**WHAT YOU ARE ASKED TO DO:** In the material that follows, present as a numbered list the lines starting with the one containing "Note: spot the shirt" and continuing through the one containing "<point>37,142</point>", both included. Omit any blank lines.

#### DATA LISTING

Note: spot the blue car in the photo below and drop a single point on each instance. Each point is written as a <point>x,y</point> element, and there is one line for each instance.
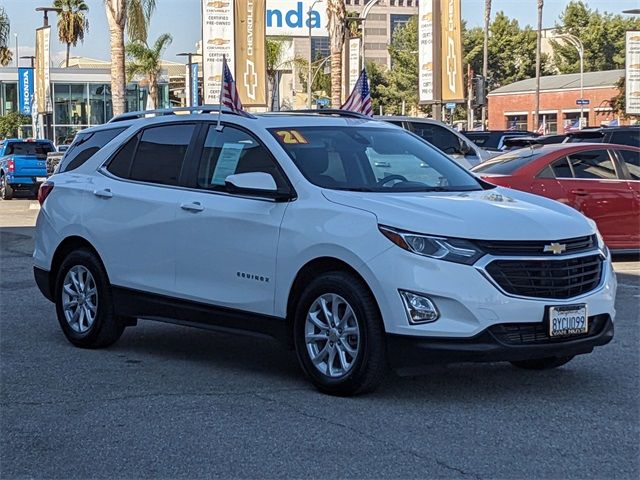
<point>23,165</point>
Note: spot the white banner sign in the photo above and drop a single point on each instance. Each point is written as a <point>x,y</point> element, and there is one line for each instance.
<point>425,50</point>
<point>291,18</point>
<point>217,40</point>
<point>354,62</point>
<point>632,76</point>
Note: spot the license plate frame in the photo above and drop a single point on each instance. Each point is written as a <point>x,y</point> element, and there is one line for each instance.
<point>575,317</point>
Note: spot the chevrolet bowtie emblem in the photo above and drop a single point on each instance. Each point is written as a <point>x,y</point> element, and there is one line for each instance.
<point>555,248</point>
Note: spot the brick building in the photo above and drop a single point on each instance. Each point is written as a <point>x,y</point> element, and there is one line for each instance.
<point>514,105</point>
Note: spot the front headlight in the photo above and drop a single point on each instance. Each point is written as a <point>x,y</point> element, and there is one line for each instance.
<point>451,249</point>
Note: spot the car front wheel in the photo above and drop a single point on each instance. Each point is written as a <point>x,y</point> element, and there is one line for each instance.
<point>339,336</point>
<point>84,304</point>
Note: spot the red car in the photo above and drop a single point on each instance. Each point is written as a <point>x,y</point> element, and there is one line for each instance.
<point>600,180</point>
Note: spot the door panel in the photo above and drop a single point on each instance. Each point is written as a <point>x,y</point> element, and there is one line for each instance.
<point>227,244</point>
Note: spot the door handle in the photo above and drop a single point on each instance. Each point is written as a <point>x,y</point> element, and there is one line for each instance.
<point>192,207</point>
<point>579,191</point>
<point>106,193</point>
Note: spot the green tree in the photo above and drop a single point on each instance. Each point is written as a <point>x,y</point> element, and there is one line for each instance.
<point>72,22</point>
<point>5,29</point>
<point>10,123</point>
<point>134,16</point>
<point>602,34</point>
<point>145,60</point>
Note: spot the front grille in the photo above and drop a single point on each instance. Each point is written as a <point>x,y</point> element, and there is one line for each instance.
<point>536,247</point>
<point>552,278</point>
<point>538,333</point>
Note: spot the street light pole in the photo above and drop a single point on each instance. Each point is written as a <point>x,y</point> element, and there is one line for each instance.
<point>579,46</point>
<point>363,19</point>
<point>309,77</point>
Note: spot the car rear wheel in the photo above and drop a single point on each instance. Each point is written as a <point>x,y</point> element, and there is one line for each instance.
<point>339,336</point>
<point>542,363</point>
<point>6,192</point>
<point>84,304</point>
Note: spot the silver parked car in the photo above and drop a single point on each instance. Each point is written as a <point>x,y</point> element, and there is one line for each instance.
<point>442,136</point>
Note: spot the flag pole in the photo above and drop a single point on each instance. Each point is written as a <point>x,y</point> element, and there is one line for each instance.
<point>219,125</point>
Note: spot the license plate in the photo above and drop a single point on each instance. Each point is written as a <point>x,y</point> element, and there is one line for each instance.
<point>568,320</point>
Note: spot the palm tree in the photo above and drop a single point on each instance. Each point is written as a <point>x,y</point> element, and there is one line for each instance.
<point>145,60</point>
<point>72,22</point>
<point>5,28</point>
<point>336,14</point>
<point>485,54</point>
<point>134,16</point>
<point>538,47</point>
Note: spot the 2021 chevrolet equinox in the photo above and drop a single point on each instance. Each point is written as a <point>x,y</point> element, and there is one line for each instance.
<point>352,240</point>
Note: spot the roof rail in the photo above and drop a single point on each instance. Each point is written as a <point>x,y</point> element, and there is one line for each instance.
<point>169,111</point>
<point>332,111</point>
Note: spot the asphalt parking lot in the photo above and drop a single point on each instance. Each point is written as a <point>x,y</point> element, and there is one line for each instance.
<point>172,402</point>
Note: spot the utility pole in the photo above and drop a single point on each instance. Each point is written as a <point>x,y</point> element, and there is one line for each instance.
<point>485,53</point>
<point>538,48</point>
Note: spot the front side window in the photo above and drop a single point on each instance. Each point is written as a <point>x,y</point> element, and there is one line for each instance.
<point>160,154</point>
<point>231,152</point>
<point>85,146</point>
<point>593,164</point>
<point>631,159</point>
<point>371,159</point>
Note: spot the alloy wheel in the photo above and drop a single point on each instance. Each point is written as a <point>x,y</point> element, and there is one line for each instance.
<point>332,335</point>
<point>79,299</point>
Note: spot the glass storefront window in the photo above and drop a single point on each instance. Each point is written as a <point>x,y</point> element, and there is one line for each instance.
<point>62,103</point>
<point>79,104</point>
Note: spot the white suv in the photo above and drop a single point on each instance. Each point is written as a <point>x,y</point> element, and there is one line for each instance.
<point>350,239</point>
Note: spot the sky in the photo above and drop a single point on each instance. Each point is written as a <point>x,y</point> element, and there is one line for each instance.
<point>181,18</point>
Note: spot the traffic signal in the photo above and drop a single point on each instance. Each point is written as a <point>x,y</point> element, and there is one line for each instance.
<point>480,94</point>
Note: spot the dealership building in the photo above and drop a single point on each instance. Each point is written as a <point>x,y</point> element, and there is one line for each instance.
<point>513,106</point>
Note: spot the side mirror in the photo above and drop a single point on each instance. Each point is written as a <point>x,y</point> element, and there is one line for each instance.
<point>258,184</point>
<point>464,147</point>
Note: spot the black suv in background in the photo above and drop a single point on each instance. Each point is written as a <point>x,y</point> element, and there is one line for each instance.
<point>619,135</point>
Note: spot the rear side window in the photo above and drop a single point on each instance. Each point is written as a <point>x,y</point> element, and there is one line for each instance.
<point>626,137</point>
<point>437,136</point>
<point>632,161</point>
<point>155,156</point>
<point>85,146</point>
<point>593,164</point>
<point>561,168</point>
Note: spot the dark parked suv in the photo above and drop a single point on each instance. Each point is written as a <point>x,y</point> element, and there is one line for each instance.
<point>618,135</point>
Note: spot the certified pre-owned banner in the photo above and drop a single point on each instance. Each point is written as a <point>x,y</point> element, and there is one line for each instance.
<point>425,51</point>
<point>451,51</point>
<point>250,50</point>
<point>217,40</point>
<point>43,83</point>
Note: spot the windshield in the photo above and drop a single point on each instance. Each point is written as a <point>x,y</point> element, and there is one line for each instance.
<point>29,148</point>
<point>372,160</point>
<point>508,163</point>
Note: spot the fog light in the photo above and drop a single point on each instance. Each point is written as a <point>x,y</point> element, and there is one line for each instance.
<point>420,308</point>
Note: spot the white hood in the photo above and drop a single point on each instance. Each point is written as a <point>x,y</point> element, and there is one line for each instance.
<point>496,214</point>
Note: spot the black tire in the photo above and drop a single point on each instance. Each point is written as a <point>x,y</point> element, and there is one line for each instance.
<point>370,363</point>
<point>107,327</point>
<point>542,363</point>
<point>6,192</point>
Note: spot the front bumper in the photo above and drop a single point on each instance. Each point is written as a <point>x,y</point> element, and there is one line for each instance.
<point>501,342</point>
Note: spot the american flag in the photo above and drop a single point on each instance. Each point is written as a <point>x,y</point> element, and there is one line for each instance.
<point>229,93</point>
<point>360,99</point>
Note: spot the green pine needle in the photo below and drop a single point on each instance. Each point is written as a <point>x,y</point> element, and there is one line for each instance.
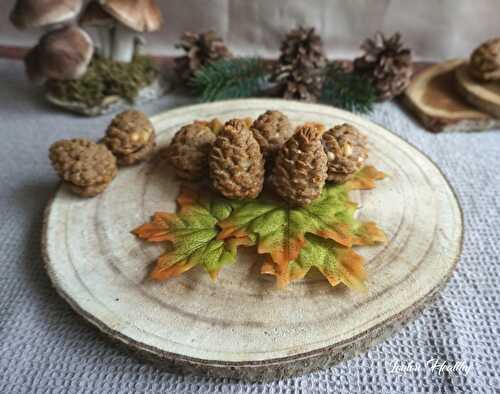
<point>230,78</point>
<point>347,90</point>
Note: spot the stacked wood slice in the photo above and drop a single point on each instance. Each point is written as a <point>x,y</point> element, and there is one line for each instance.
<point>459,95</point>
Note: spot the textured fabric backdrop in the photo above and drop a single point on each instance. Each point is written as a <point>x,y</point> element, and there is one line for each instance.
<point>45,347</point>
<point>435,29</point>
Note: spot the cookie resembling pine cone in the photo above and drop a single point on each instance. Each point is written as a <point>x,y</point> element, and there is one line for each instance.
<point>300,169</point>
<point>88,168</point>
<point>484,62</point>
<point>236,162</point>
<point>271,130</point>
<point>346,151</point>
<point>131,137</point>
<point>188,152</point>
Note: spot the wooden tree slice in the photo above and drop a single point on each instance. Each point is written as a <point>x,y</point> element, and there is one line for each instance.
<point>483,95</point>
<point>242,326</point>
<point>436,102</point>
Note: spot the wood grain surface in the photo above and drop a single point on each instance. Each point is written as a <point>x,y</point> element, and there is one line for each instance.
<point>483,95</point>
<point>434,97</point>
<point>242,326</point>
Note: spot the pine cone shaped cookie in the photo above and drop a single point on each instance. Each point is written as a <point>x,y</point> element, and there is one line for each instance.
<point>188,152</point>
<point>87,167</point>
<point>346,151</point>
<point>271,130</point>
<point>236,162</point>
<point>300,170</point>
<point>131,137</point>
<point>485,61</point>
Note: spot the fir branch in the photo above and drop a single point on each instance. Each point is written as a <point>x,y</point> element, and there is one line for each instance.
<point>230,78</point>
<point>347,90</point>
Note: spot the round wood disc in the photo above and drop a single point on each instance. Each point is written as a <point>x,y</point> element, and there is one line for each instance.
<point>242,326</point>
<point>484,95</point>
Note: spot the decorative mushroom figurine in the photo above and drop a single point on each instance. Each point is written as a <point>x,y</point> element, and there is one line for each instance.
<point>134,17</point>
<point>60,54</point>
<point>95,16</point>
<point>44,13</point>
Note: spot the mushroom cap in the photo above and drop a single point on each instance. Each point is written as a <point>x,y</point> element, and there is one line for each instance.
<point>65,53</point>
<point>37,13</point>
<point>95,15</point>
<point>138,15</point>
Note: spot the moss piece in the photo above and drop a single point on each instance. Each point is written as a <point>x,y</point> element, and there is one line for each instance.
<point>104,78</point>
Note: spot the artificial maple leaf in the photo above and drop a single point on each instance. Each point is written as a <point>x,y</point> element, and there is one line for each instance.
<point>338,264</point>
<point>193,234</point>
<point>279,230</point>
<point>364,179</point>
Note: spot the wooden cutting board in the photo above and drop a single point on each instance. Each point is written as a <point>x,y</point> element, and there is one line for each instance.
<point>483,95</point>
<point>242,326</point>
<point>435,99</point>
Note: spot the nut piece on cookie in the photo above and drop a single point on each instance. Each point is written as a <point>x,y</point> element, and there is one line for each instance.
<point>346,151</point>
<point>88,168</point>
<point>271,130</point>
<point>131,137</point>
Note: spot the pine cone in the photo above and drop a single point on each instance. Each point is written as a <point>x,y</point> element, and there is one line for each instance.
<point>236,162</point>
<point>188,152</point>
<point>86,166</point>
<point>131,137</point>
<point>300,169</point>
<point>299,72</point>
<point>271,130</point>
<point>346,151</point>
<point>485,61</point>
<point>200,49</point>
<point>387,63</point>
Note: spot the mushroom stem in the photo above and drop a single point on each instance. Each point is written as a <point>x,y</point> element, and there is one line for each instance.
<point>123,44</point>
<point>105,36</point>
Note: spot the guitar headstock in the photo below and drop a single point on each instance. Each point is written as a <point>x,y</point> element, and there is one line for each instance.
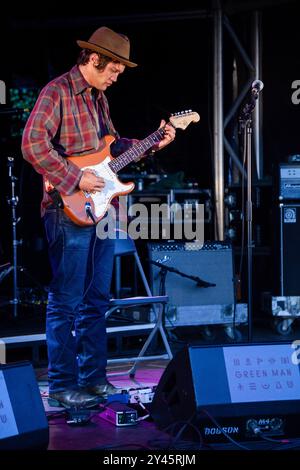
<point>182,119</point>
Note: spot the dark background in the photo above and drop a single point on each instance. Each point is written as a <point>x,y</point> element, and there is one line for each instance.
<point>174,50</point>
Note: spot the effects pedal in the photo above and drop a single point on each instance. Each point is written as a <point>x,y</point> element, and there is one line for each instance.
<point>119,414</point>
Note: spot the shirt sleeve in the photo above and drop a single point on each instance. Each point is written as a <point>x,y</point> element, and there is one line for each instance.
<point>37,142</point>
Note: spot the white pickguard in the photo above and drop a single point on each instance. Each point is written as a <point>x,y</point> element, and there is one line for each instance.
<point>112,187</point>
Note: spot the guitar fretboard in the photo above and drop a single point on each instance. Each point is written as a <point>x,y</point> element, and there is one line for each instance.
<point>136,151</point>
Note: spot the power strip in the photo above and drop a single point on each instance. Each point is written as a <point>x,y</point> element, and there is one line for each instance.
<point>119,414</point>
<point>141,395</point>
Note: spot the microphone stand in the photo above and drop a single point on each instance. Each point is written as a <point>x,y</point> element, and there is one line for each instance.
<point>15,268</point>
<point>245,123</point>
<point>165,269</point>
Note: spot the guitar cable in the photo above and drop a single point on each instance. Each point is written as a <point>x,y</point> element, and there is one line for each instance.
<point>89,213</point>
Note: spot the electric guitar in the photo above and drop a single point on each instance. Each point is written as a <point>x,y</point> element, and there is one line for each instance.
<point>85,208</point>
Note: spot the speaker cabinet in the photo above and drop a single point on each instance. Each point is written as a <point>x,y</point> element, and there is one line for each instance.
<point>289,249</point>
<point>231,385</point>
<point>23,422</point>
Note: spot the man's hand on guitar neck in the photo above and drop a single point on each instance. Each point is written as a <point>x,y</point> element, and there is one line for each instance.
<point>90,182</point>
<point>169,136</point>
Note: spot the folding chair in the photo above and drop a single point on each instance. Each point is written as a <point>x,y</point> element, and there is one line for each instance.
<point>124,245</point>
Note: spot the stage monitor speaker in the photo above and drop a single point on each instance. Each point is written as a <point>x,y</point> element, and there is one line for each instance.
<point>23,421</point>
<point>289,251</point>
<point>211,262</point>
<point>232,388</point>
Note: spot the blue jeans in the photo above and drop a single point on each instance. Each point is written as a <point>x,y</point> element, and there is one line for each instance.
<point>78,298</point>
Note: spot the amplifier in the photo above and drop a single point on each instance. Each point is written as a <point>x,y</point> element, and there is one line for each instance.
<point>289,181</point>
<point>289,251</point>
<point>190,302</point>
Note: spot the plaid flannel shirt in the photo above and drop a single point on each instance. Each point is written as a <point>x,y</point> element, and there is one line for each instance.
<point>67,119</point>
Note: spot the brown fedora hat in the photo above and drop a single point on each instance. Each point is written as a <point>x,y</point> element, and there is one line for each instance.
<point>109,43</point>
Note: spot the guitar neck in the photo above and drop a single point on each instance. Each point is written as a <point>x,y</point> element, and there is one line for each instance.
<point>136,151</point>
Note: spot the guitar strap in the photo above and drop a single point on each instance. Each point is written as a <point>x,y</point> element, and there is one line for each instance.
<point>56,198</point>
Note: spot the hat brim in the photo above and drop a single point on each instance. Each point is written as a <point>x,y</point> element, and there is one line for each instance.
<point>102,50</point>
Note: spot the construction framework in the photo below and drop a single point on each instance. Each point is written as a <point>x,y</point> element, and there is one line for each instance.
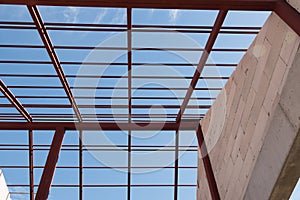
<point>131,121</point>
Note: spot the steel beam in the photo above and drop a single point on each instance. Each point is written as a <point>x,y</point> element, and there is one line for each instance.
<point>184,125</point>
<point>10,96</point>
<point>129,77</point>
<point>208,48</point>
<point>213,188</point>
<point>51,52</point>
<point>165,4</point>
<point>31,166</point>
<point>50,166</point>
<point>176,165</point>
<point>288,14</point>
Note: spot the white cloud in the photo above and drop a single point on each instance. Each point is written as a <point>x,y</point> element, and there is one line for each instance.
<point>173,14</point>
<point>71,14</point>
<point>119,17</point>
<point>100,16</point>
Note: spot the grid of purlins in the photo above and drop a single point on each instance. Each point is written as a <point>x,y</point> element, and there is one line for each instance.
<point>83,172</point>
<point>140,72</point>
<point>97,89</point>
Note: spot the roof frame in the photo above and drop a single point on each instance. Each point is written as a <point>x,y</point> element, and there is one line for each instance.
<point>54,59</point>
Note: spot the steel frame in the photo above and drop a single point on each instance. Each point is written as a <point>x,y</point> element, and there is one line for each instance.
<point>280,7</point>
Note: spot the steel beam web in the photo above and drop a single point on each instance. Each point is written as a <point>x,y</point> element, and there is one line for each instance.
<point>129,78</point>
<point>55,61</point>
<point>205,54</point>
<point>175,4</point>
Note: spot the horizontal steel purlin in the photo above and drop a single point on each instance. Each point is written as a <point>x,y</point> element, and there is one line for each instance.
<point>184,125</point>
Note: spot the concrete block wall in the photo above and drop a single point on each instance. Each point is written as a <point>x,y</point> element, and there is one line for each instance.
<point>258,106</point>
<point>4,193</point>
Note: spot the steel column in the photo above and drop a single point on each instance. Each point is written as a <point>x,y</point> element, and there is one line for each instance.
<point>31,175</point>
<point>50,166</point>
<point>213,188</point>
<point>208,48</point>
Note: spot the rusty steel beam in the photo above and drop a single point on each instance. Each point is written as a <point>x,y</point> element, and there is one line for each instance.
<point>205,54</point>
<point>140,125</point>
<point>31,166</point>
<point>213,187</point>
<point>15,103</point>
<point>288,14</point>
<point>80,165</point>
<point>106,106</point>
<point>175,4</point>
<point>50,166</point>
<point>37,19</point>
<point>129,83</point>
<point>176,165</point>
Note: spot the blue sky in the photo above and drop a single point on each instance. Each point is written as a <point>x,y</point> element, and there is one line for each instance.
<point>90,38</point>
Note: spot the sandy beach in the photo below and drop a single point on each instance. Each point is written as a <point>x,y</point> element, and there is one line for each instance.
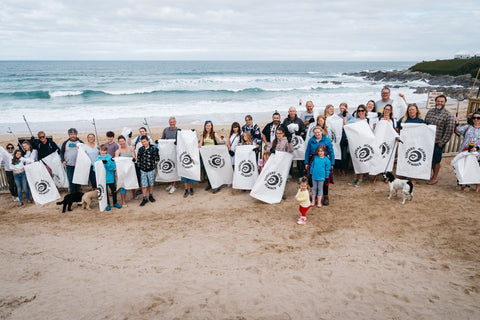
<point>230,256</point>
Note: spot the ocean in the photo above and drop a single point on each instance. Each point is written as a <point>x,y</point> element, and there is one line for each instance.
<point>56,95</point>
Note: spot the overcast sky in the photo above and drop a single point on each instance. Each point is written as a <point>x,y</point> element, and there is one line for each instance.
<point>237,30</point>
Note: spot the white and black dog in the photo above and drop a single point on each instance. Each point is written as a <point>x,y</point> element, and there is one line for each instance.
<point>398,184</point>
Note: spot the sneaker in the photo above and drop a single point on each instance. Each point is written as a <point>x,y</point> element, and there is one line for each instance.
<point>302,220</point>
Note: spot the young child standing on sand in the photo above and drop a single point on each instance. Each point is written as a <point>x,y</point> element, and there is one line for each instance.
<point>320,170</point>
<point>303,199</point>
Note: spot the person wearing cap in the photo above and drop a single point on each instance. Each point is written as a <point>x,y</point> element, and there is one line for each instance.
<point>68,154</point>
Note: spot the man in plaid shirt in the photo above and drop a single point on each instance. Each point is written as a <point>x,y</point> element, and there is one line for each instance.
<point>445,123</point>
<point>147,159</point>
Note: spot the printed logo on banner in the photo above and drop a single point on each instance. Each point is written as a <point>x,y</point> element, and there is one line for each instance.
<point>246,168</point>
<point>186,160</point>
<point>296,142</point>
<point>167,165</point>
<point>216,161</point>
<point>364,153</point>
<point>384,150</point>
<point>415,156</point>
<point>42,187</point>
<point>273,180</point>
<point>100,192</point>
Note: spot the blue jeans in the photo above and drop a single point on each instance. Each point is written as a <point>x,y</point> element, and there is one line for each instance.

########

**ANSWER FOR THE TASK:**
1. Note: spot the shirt sleeve in the photo above and drop a single point on each instance. Each point is written as a <point>x,y</point> element, and there is one line for each instance.
2. <point>37,142</point>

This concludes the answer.